··· Input
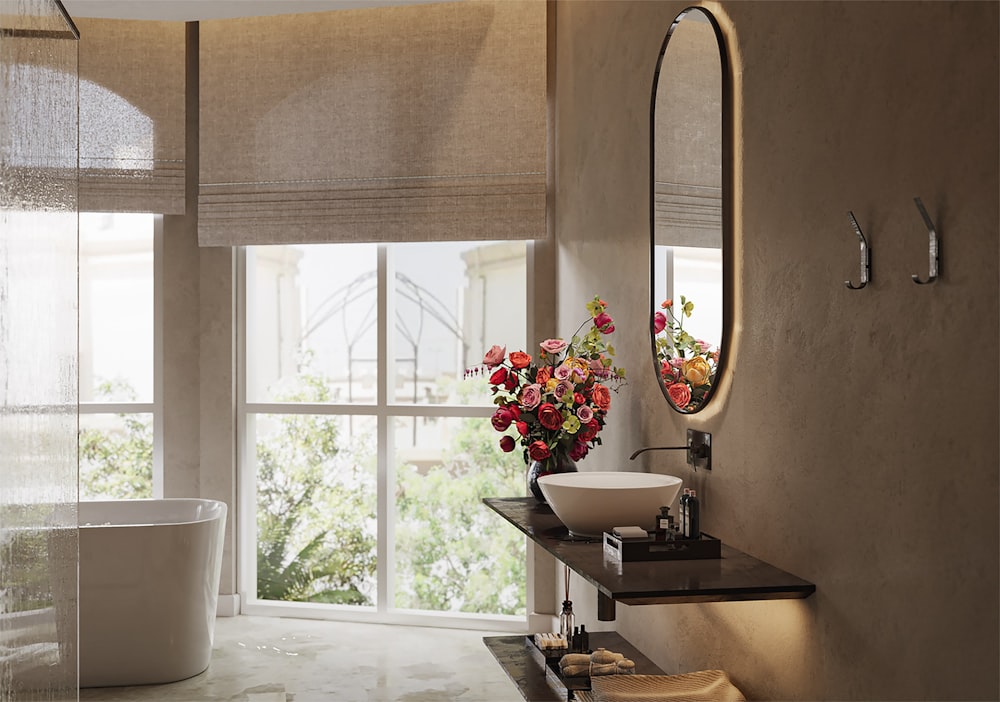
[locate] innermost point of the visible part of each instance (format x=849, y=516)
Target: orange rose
x=697, y=371
x=519, y=359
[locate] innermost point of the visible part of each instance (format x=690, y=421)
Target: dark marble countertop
x=734, y=576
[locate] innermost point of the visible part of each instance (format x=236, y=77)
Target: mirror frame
x=728, y=293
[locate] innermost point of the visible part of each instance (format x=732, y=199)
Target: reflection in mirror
x=687, y=210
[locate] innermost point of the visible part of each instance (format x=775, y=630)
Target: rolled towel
x=625, y=667
x=574, y=659
x=602, y=656
x=700, y=686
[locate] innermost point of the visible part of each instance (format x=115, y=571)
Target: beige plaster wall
x=856, y=432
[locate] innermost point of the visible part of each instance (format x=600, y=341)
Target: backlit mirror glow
x=687, y=210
······
## Directions for this task
Print only these lines, exactly: the one containing "(format x=690, y=421)" and all after it to the end of the entries.

## Solution
[locate] innermost point of the visible part of each instance (format x=690, y=421)
Target: dark marble countertop
x=734, y=576
[locate] innermost point of the visible part of each instance (format x=236, y=77)
Target: mirror frame
x=728, y=293
[locate] innermost point of the visible part of each instance (format x=732, y=199)
Target: reflection in mirror
x=687, y=210
[locate] innermost point of the visible part of each instance (format x=775, y=630)
Target: rolled towel
x=625, y=667
x=574, y=659
x=602, y=656
x=700, y=686
[locate] innermost point of the visible part of each instance (format x=115, y=571)
Target: beige plaster wall
x=856, y=432
[locate] innermost point of the visible part of each instance (format x=600, y=341)
Target: backlit mirror glow
x=687, y=210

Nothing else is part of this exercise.